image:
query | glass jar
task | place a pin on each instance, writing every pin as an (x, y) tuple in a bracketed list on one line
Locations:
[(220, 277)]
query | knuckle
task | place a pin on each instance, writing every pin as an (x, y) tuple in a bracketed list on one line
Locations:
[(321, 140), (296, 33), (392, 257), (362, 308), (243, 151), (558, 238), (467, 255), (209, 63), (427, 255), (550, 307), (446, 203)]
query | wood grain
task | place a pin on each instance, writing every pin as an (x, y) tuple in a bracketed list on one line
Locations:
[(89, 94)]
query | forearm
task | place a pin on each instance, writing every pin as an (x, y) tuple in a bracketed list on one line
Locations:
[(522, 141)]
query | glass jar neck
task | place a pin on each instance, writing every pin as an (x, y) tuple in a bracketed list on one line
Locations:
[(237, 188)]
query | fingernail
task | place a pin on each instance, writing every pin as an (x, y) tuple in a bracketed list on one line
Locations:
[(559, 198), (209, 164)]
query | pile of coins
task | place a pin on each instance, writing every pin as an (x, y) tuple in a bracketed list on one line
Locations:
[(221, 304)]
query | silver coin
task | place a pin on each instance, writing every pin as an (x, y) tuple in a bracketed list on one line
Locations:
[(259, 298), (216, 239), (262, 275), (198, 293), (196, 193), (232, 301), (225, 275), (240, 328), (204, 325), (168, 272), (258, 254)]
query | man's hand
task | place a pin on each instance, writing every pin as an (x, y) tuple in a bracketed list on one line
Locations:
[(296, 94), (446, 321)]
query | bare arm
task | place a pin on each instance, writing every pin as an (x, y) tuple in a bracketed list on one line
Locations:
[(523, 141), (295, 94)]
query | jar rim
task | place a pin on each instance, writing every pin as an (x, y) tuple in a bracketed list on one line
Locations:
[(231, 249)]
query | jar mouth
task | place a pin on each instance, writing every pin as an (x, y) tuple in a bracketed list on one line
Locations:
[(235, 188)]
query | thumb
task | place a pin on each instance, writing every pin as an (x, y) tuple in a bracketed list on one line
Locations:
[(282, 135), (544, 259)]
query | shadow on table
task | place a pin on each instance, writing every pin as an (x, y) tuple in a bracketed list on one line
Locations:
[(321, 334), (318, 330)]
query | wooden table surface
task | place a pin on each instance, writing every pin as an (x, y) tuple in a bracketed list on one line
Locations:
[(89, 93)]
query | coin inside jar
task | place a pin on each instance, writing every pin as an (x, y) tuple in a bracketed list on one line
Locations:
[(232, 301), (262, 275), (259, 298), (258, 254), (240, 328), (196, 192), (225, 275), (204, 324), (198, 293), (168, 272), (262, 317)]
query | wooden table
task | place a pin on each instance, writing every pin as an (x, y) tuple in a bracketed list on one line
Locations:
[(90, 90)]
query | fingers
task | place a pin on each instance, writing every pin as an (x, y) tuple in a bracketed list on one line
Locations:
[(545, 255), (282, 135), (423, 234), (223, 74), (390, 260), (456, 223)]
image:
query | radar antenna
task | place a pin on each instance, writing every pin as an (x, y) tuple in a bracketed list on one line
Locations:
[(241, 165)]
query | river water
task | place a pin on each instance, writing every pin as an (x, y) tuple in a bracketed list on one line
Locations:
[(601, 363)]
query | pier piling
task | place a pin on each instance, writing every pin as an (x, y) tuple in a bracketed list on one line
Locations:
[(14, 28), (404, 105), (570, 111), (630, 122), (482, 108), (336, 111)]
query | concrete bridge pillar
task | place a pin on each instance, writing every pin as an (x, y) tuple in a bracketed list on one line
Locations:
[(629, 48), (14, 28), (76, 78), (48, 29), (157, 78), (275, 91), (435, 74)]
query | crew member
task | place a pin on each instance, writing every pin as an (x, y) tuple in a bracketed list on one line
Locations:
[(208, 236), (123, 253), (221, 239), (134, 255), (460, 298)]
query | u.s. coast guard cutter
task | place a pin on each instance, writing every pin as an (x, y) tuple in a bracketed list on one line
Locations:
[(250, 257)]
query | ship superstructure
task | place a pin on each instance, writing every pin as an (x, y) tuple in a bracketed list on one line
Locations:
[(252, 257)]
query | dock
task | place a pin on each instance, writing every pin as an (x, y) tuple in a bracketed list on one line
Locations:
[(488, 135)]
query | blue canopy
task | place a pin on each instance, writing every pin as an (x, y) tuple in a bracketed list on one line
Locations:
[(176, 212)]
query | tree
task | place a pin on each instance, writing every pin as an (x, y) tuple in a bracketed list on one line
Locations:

#### [TASK TO CARRY OUT]
Please copy out the rows from the line with "query | tree" up to and including the last line of the rows, swapping "pin" for "marker" and leaving everything else unchanged.

#### [FULL RESPONSE]
query | tree
task | place a marker on each instance, writing every marker as an (x, y) tuple in a bracketed list on one line
Locations:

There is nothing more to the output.